* **Material provided**:
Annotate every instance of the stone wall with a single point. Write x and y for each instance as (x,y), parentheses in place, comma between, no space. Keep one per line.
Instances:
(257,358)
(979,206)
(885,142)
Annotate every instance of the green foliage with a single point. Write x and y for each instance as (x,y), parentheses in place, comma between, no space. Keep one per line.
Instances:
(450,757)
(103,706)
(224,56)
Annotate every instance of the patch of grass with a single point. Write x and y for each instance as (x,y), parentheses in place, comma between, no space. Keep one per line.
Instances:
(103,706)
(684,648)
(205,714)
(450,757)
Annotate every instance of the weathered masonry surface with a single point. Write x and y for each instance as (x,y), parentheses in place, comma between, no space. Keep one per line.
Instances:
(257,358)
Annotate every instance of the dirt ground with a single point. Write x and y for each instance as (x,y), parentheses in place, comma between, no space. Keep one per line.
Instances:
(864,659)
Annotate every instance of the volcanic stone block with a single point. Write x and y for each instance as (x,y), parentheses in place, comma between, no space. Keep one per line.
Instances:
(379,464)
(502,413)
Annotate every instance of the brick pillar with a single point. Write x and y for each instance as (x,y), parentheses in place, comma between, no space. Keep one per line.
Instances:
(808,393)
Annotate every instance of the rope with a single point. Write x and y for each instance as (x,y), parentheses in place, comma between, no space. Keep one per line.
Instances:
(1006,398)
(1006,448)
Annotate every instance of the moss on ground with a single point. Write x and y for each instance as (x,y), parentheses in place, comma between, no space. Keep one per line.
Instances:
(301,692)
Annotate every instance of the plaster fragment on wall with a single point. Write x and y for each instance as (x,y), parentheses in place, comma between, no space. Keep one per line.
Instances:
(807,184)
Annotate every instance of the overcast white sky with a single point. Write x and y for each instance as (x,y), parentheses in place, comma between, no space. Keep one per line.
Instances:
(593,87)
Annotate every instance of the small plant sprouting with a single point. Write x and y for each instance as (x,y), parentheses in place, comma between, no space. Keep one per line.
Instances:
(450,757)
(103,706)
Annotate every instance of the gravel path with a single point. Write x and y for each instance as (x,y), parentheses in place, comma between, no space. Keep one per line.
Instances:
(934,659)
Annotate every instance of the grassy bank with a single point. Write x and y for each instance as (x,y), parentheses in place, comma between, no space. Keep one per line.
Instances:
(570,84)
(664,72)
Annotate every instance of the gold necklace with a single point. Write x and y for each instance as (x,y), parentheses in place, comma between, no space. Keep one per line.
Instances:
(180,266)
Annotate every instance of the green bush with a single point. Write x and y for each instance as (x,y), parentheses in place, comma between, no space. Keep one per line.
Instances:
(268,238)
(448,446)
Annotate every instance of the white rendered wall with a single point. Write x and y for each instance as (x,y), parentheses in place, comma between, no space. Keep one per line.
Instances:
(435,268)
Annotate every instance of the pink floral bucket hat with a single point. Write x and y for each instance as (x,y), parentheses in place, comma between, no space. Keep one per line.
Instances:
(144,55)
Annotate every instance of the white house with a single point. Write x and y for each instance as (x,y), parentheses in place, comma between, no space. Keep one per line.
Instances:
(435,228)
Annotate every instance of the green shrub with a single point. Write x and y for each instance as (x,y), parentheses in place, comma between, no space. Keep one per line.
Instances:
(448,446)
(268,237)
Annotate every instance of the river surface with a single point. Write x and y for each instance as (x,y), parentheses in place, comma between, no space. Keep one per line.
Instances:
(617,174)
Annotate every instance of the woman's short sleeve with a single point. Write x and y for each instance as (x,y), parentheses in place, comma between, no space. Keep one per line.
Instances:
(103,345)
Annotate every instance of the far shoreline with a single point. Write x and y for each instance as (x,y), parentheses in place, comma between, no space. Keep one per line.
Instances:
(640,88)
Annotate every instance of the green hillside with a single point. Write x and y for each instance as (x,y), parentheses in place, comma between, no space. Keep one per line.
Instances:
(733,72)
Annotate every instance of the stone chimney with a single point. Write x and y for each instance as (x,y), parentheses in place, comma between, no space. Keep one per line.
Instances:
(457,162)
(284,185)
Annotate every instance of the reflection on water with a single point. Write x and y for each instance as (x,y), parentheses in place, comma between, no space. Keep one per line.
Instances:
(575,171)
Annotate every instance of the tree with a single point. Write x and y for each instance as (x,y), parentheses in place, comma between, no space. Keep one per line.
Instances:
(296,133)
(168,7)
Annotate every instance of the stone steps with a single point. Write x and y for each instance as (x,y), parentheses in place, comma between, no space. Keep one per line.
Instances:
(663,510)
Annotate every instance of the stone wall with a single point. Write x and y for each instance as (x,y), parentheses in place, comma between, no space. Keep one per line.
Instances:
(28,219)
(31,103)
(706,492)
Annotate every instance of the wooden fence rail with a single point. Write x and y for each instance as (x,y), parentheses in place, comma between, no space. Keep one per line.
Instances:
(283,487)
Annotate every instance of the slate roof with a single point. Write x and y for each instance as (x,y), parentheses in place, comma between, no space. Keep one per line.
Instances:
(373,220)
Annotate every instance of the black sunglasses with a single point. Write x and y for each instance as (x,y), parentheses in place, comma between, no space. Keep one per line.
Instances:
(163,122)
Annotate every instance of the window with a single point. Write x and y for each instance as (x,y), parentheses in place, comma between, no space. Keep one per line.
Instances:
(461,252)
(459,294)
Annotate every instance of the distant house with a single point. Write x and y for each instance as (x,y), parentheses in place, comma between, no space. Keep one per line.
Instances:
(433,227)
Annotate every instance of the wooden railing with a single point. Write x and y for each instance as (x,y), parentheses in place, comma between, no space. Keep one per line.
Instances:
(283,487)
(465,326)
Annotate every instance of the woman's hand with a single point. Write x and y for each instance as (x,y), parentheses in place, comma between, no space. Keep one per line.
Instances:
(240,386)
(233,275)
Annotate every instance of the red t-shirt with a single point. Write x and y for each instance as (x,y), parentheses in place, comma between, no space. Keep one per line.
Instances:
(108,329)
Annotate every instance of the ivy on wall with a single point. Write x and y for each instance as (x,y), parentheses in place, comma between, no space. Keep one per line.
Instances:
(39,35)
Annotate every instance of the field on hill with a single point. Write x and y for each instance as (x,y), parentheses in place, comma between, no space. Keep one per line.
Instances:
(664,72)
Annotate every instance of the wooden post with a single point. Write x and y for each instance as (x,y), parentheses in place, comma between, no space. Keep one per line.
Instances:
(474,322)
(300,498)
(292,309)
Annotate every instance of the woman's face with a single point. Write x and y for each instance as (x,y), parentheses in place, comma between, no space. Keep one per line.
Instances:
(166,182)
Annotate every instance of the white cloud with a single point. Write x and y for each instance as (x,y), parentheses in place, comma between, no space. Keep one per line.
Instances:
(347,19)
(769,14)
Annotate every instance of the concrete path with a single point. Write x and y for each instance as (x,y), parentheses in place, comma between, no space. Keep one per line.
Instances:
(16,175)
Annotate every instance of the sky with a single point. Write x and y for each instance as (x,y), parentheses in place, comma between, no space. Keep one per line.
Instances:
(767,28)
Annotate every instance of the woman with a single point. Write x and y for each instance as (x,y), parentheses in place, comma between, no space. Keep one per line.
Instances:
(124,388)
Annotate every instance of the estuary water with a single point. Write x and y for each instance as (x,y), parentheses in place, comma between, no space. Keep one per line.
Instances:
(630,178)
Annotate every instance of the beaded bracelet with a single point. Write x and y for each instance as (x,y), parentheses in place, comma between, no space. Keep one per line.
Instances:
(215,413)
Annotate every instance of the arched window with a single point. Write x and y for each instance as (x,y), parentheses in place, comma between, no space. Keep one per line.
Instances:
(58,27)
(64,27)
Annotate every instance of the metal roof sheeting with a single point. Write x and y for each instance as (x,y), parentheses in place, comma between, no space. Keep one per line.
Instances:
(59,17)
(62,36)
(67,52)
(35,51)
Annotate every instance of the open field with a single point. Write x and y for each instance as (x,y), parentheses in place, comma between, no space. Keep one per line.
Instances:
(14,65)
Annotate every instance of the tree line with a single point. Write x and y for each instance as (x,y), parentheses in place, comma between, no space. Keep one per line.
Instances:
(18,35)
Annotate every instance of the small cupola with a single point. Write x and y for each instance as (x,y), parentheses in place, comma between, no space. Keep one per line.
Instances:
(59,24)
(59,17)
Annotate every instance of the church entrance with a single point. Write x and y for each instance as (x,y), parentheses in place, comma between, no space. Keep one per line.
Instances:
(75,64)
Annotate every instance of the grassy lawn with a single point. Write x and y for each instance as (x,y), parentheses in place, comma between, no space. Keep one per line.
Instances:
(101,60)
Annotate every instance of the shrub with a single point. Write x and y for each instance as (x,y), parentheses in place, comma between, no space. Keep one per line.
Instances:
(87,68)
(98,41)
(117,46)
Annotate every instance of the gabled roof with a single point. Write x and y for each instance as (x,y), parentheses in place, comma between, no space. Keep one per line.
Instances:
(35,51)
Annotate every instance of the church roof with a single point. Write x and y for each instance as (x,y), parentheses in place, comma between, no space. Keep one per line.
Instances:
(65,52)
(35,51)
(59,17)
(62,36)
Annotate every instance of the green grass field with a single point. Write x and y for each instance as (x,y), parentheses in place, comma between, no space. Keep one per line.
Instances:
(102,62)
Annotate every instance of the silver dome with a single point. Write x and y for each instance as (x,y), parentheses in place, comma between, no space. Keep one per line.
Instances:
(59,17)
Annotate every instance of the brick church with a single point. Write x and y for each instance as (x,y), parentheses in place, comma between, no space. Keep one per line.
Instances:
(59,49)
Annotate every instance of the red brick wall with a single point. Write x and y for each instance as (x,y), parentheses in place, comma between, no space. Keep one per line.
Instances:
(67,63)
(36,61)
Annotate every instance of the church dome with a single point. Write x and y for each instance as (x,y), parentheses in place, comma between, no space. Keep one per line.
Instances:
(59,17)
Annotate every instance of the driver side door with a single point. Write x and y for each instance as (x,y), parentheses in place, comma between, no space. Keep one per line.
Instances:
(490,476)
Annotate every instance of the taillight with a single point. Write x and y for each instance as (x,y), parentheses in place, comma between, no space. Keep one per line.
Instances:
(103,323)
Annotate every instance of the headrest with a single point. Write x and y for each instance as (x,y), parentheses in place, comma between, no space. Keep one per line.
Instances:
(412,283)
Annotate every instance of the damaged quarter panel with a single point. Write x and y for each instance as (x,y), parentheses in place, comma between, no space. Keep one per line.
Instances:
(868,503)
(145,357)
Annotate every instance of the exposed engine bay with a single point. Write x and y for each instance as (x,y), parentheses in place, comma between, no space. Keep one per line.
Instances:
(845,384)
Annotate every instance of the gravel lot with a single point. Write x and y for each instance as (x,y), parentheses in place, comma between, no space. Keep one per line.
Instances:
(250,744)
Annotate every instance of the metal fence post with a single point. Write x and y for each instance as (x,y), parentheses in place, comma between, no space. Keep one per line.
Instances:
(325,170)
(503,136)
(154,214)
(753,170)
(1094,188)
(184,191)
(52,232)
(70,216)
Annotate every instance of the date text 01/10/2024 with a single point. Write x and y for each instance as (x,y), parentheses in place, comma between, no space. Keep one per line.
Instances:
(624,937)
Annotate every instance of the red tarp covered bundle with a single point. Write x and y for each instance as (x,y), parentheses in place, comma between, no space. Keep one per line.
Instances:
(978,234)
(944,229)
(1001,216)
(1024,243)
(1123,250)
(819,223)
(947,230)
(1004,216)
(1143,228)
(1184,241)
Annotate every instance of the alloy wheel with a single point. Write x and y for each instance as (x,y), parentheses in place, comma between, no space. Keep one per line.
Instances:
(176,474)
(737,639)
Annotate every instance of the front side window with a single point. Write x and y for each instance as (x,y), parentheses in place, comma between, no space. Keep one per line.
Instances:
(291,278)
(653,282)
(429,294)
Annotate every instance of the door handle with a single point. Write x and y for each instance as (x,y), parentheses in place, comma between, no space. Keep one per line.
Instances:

* **Description of the task**: Scan the material above. Return every line containing the string "window".

* **Written answer**:
Annotate every instance of the window with a single point. Write x and y for each instance as (x,y), parentheses in place, comma between, no space. Keep one per line.
Annotate every instance of the arched window with a single point. Write x and y for each instance as (x,y), parentheses in place, comma between, no space. Keep one per line.
Annotate every instance of the front side window with a single point. Write x and y for each instance as (x,y), parentheses in place, comma between, no space. Keep one per line.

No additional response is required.